**Job:** Count how many lines in the entries below contain the string "black", treating case as significant, and give only that number.

**Listed entries:**
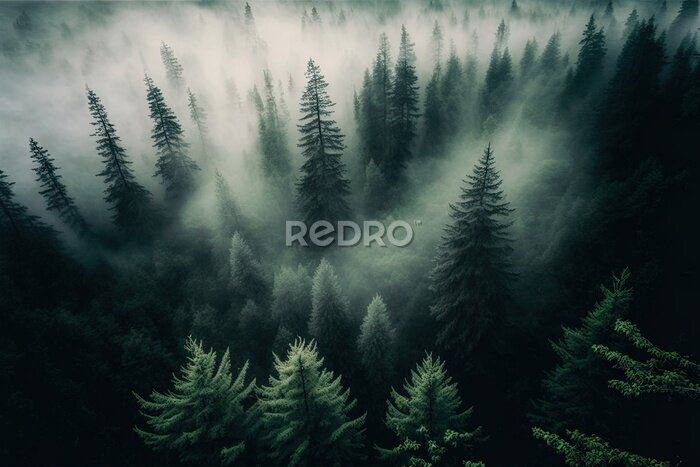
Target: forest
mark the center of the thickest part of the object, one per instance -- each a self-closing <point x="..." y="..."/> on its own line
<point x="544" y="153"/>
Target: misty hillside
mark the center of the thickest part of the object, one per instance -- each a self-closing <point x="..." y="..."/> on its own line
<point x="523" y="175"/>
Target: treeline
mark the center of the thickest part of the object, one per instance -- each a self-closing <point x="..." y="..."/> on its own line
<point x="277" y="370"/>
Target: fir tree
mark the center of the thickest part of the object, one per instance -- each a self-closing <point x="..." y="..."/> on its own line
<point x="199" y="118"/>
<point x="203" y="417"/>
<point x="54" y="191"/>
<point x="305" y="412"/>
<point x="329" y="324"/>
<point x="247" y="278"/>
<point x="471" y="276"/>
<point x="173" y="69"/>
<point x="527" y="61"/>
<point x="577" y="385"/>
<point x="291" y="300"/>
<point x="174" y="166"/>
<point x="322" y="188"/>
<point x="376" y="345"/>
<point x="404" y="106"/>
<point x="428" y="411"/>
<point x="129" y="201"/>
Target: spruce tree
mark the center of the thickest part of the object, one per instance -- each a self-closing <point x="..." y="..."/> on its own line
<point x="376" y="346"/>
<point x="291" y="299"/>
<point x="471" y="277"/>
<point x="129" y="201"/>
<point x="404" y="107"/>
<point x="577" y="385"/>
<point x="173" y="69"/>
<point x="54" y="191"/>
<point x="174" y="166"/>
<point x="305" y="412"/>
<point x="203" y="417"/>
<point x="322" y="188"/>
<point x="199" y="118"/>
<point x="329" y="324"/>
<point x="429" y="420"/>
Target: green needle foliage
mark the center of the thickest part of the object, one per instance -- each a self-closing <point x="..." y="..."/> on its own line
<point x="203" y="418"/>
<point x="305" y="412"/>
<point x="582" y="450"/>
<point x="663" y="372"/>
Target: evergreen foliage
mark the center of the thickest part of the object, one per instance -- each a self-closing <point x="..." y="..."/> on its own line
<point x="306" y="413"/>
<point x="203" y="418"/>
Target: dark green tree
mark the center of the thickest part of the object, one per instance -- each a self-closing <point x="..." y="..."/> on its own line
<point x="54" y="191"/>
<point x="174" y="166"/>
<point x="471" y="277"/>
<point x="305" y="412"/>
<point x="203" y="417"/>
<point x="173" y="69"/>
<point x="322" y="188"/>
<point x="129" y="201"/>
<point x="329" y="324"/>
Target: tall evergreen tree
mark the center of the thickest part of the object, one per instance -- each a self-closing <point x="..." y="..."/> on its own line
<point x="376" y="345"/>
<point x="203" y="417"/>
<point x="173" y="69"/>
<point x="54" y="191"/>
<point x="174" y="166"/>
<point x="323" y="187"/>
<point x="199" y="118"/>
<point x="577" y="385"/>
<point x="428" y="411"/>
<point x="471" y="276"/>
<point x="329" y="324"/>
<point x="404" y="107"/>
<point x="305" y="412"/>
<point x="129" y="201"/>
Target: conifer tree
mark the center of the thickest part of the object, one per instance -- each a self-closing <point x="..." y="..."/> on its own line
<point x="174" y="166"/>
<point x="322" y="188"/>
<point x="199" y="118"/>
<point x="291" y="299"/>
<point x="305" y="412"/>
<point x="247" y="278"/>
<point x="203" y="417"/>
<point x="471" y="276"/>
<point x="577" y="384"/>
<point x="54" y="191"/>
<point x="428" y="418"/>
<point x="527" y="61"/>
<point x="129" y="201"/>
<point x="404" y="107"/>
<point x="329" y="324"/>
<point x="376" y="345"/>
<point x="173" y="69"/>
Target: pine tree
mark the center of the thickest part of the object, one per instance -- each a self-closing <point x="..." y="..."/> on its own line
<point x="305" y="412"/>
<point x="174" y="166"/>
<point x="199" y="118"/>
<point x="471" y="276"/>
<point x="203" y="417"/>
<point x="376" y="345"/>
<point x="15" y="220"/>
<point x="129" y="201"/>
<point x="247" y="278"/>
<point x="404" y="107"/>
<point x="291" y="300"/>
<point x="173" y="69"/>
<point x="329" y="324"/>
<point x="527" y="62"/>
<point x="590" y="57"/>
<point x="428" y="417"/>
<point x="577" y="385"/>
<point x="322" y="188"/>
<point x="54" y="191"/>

* * *

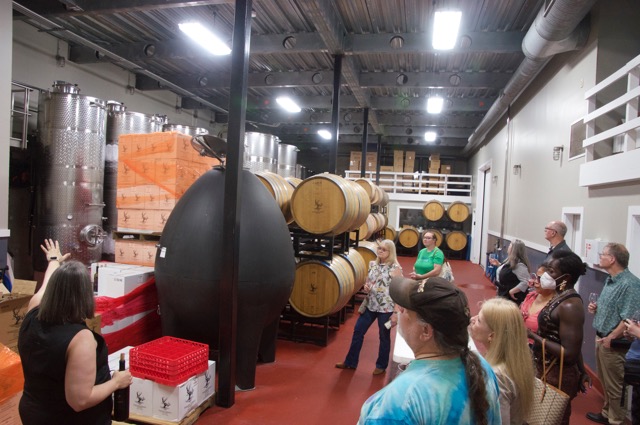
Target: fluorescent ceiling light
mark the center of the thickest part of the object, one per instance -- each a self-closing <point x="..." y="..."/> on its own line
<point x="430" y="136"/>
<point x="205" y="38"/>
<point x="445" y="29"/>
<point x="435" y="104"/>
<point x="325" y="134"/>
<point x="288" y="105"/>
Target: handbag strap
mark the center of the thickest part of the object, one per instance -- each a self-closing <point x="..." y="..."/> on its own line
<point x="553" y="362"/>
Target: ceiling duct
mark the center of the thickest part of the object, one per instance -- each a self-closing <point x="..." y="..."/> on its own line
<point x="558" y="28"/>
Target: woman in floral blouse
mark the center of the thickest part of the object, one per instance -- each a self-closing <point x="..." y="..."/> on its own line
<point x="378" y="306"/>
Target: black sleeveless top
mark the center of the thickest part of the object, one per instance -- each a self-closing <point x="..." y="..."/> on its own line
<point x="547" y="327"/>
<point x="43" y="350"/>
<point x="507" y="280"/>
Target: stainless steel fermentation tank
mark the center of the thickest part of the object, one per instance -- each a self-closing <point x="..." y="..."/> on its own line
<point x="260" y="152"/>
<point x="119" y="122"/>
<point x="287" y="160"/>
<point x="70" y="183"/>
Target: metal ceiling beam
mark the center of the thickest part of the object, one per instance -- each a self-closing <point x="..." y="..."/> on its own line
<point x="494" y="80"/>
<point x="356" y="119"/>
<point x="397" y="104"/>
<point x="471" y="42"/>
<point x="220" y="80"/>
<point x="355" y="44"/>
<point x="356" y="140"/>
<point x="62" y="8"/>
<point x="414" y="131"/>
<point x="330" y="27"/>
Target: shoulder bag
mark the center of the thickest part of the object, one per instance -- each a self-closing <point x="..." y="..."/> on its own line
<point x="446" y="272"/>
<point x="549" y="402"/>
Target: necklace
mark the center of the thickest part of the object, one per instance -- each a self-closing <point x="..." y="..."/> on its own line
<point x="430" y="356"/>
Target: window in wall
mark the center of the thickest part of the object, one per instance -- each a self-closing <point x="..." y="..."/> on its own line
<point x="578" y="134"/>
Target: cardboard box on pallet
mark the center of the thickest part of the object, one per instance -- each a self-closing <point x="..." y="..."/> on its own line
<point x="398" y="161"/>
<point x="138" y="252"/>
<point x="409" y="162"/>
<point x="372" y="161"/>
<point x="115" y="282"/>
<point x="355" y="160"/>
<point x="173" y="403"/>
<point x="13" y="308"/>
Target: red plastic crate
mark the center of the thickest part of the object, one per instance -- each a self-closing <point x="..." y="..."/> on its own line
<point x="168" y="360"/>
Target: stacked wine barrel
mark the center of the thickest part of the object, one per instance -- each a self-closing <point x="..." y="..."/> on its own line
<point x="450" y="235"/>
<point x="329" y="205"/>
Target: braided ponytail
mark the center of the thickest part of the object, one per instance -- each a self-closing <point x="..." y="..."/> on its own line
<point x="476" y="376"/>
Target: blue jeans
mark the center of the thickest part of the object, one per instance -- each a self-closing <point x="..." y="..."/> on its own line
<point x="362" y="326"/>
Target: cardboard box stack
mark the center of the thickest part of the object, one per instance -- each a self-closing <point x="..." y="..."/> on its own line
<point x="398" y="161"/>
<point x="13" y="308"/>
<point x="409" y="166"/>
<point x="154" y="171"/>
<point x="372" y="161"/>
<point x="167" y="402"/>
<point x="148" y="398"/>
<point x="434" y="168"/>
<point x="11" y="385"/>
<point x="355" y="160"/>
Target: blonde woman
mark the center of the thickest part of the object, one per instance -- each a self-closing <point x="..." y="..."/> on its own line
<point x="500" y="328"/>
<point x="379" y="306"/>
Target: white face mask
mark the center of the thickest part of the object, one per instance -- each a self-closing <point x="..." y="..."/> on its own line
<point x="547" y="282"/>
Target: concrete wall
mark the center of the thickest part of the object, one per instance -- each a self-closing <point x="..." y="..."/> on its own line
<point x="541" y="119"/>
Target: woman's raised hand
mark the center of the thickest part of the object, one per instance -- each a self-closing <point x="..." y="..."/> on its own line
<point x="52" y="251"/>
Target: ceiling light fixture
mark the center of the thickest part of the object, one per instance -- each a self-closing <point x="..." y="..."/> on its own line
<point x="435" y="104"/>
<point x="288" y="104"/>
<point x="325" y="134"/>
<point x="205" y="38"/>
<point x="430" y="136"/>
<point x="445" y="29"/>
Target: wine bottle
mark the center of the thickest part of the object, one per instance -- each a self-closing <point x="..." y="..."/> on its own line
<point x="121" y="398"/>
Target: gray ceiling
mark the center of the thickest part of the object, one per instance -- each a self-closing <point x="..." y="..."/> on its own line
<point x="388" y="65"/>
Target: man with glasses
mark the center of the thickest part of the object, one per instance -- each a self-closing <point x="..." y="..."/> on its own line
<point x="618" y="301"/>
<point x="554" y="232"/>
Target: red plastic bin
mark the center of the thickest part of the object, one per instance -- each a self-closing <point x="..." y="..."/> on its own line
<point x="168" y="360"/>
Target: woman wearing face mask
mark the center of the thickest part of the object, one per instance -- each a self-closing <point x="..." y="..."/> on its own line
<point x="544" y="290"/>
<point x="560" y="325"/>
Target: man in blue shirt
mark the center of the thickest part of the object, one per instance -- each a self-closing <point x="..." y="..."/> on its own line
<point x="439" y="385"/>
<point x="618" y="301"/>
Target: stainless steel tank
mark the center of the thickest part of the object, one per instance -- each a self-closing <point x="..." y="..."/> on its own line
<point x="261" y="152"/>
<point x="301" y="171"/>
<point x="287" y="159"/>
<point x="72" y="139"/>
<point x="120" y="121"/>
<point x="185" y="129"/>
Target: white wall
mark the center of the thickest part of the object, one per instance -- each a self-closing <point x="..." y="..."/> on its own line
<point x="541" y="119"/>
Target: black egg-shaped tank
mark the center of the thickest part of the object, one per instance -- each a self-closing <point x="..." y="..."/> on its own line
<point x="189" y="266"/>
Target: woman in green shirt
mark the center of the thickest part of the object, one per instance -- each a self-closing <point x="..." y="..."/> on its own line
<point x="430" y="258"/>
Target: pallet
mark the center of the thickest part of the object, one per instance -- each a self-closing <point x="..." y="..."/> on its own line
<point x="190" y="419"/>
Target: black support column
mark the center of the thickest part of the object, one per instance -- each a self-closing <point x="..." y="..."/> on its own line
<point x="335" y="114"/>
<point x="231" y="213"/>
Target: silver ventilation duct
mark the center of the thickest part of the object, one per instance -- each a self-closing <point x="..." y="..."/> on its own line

**Task response:** 3